**Written request**
Reproduce the material below in full, replacing each occurrence of "bounding box" with "enclosing rectangle" and leaving all other text unchanged.

**Data for processing**
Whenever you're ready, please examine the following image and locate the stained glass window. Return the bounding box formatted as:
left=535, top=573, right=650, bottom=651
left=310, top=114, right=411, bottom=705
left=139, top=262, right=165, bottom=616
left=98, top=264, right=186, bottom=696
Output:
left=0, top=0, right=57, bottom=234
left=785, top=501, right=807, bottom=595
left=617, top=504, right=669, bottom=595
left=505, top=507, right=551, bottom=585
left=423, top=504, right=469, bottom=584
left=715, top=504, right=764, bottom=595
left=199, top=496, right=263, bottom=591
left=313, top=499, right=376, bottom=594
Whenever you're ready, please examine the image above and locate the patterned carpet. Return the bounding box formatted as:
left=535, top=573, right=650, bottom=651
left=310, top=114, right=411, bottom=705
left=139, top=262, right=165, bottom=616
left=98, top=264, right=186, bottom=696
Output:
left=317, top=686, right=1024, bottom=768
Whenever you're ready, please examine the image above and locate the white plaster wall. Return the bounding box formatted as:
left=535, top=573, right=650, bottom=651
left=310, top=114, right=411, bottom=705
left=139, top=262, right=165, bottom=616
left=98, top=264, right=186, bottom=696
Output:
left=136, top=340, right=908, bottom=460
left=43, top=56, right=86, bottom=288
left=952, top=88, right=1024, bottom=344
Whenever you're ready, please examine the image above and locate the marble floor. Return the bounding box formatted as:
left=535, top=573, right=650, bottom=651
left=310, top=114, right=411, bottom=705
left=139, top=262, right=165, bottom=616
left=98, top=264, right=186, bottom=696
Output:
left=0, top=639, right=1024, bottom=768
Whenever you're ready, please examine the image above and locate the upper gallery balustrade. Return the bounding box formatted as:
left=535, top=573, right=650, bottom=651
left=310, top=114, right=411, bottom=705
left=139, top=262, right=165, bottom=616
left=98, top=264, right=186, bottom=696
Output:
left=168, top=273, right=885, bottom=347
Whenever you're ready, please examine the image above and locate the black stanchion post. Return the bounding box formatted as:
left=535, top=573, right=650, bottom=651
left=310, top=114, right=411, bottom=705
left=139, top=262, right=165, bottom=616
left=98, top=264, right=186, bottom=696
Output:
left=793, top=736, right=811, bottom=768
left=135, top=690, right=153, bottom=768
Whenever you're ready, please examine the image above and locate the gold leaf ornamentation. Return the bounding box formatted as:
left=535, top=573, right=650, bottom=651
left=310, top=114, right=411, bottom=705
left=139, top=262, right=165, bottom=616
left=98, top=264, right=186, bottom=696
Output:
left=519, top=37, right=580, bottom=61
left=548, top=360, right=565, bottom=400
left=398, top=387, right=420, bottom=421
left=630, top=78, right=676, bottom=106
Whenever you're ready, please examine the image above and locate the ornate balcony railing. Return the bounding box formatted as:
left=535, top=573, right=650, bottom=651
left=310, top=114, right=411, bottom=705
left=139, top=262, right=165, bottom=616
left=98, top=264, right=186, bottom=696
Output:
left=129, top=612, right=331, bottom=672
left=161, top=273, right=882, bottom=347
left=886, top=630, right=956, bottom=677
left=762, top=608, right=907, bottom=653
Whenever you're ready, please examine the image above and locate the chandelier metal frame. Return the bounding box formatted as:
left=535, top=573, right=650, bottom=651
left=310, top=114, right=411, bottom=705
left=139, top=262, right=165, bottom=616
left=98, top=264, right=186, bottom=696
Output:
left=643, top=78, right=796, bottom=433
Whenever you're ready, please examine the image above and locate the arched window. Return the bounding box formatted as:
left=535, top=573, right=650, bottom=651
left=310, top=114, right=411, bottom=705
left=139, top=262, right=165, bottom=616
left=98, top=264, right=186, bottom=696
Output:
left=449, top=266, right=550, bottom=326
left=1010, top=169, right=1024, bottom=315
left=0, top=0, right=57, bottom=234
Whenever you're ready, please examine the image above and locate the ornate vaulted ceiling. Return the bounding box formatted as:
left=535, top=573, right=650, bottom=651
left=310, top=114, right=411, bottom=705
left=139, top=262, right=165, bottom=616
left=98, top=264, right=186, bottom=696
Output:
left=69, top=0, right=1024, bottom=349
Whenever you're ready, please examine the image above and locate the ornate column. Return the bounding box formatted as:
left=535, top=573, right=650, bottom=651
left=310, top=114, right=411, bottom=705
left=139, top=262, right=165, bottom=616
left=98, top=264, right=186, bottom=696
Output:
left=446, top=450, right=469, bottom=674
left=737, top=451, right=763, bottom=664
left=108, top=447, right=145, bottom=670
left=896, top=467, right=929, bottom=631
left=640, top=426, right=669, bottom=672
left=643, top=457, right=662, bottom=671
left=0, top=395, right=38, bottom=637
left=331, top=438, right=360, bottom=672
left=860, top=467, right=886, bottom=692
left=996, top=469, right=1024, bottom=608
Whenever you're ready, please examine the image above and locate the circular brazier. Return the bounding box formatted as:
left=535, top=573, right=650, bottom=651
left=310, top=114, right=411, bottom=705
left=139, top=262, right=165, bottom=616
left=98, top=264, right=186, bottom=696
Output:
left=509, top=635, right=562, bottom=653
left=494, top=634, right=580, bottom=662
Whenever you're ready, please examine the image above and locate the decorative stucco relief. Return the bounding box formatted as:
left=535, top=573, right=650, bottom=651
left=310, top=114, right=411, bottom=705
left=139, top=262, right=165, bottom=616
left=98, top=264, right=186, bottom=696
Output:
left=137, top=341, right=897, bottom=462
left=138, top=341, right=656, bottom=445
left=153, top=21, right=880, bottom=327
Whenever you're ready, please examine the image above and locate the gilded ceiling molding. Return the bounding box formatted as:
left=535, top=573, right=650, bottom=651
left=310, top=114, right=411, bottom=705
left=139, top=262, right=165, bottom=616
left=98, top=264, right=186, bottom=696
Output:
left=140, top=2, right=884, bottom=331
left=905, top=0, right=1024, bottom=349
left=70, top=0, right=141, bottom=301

**Answer for this exercise**
Whenever you're ready, please examine the following image and locate the stained glass window. Return the enclosing rectangle formatted as:
left=535, top=573, right=650, bottom=651
left=310, top=114, right=411, bottom=705
left=139, top=262, right=165, bottom=616
left=98, top=264, right=186, bottom=696
Output:
left=0, top=0, right=57, bottom=234
left=785, top=501, right=807, bottom=595
left=617, top=504, right=669, bottom=595
left=505, top=507, right=551, bottom=585
left=423, top=504, right=469, bottom=584
left=715, top=504, right=764, bottom=595
left=199, top=496, right=263, bottom=591
left=313, top=499, right=376, bottom=594
Whenever you're ready, please examine the image above and locate the patterned carpet. Return the enclosing rectangle formatted as:
left=535, top=573, right=650, bottom=651
left=310, top=114, right=411, bottom=705
left=139, top=262, right=165, bottom=616
left=98, top=264, right=186, bottom=696
Output:
left=317, top=686, right=1024, bottom=768
Whenever you're ready, please examine the image above and locate the white plaster wall. Return the enclosing rectangle formatted as:
left=535, top=573, right=650, bottom=651
left=310, top=114, right=411, bottom=705
left=139, top=262, right=165, bottom=616
left=98, top=264, right=186, bottom=696
Output:
left=136, top=340, right=908, bottom=460
left=43, top=56, right=86, bottom=288
left=952, top=88, right=1024, bottom=344
Whenever you're ready, please examine the image above and locate the marble floor. Return the enclosing rectangle formatted as:
left=535, top=573, right=650, bottom=651
left=310, top=114, right=411, bottom=705
left=139, top=262, right=165, bottom=616
left=98, top=264, right=186, bottom=696
Output:
left=0, top=639, right=1024, bottom=768
Whenever you're ready, please examine the image above and locate the upper gallery balustrade. Return the enclosing rectangle formatted as:
left=535, top=573, right=650, bottom=651
left=310, top=114, right=411, bottom=705
left=139, top=262, right=165, bottom=616
left=98, top=264, right=186, bottom=696
Output:
left=168, top=273, right=885, bottom=347
Whenever you're ready, please examine the image above and locate the black stanchion post. Return the enclosing rectangle formatted as:
left=535, top=573, right=650, bottom=651
left=310, top=114, right=411, bottom=705
left=139, top=262, right=165, bottom=616
left=98, top=264, right=186, bottom=696
Output:
left=793, top=736, right=811, bottom=768
left=135, top=690, right=153, bottom=768
Whenever you're ready, please examine the image above and locate the gold leaf ornamentation. Return the enclosing rectangle formatted as:
left=535, top=573, right=650, bottom=651
left=310, top=114, right=411, bottom=705
left=139, top=262, right=165, bottom=616
left=98, top=264, right=186, bottom=696
Output:
left=519, top=37, right=580, bottom=61
left=548, top=360, right=565, bottom=400
left=398, top=387, right=420, bottom=421
left=630, top=78, right=676, bottom=106
Whenever you're ready, please examine the image above and locate the ornate balcony railing. Return the enclosing rectangle formatted as:
left=535, top=573, right=650, bottom=651
left=310, top=114, right=411, bottom=705
left=139, top=262, right=165, bottom=616
left=98, top=264, right=186, bottom=696
Output:
left=129, top=612, right=331, bottom=672
left=161, top=273, right=882, bottom=347
left=886, top=630, right=956, bottom=677
left=762, top=608, right=907, bottom=653
Whenever you're ready, please examine the image above and locate the chandelier metal frame. Return the enclosing rectangle formatted as:
left=535, top=573, right=650, bottom=651
left=310, top=114, right=411, bottom=705
left=139, top=262, right=165, bottom=616
left=98, top=264, right=186, bottom=696
Output:
left=643, top=78, right=796, bottom=433
Whenever you're ready, please examine the image above and locate the arched window. Return the enclosing rectangle formatted as:
left=535, top=573, right=650, bottom=651
left=310, top=114, right=411, bottom=705
left=139, top=262, right=165, bottom=616
left=98, top=264, right=186, bottom=696
Output:
left=449, top=266, right=550, bottom=326
left=1010, top=169, right=1024, bottom=315
left=0, top=0, right=57, bottom=234
Whenever you're ready, please examine the image above and locate the ornate vaulted ceiling. Return the enclosing rectangle formatted as:
left=535, top=573, right=650, bottom=651
left=310, top=114, right=411, bottom=705
left=139, top=262, right=165, bottom=616
left=98, top=264, right=186, bottom=696
Output:
left=69, top=0, right=1024, bottom=349
Whenever you're ready, please examine the image above and locate the ornate column. Return the enclosing rectangle formatted as:
left=535, top=573, right=650, bottom=651
left=310, top=114, right=411, bottom=705
left=139, top=262, right=165, bottom=616
left=98, top=264, right=186, bottom=696
Output:
left=446, top=450, right=469, bottom=674
left=737, top=451, right=763, bottom=664
left=108, top=447, right=145, bottom=670
left=896, top=467, right=929, bottom=631
left=640, top=426, right=669, bottom=672
left=643, top=457, right=662, bottom=671
left=0, top=395, right=38, bottom=637
left=331, top=438, right=360, bottom=672
left=860, top=467, right=886, bottom=692
left=996, top=469, right=1024, bottom=608
Whenever you're ready, please examine the image above and locate the circular brazier. Return the enclosing rectangle formatted as:
left=535, top=573, right=650, bottom=651
left=310, top=114, right=411, bottom=705
left=139, top=262, right=165, bottom=616
left=98, top=264, right=186, bottom=696
Output:
left=509, top=635, right=562, bottom=653
left=494, top=634, right=580, bottom=662
Whenever you're ready, please examine the image above and locate the decorative stucco relief. Return the enclosing rectangle formatted as:
left=535, top=573, right=650, bottom=651
left=310, top=114, right=411, bottom=705
left=139, top=262, right=165, bottom=616
left=98, top=264, right=186, bottom=696
Output:
left=137, top=341, right=897, bottom=462
left=138, top=341, right=656, bottom=445
left=153, top=21, right=880, bottom=327
Whenever you're ready, please examine the image above and locate the gilded ceiling molding. Return the enclosing rectangle formatted as:
left=535, top=573, right=650, bottom=651
left=310, top=114, right=411, bottom=705
left=139, top=262, right=165, bottom=616
left=98, top=264, right=186, bottom=696
Output:
left=140, top=2, right=884, bottom=331
left=905, top=0, right=1024, bottom=349
left=70, top=0, right=141, bottom=301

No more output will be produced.